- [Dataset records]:
+ + + + + + +

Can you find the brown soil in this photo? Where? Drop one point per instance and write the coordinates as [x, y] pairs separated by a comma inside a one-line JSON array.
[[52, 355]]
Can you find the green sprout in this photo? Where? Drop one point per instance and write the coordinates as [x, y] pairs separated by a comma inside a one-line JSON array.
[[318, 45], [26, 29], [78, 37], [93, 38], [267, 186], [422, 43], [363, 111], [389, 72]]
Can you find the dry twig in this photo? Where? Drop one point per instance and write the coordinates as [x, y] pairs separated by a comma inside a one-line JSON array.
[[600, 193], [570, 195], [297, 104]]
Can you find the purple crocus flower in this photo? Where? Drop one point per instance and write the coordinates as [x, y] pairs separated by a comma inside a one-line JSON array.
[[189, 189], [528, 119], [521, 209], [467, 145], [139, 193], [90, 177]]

+ + + + + + +

- [What needs to be done]:
Exactly as shown above, return all of the entries.

- [Response area]:
Can you find the brown soil in this photo? Where? Drop one point per instance and write the coordinates as [x, y] pairs separated by a comma inside a one-line JSON array.
[[52, 355]]
Can you find the green sprout in this photo? Where? Drop one point per instance and write the coordinates as [x, y] pairs separated by a comma inside a one-line JSON array.
[[318, 45], [26, 29], [78, 37], [93, 38], [267, 186], [422, 43], [363, 111], [389, 72]]
Can you find the dry twig in this photo? Where? Drop one point per instance and write the coordinates as [x, y] pairs separated by a comma inside a one-line JSON array.
[[600, 193], [570, 195], [297, 104]]
Can you find the purple crocus flower in this photo? Where? Drop one point per instance and write the coordinates as [x, y] pairs separated by a comma inside a one-line JSON array.
[[189, 189], [528, 119], [521, 209], [467, 145], [139, 193], [90, 177]]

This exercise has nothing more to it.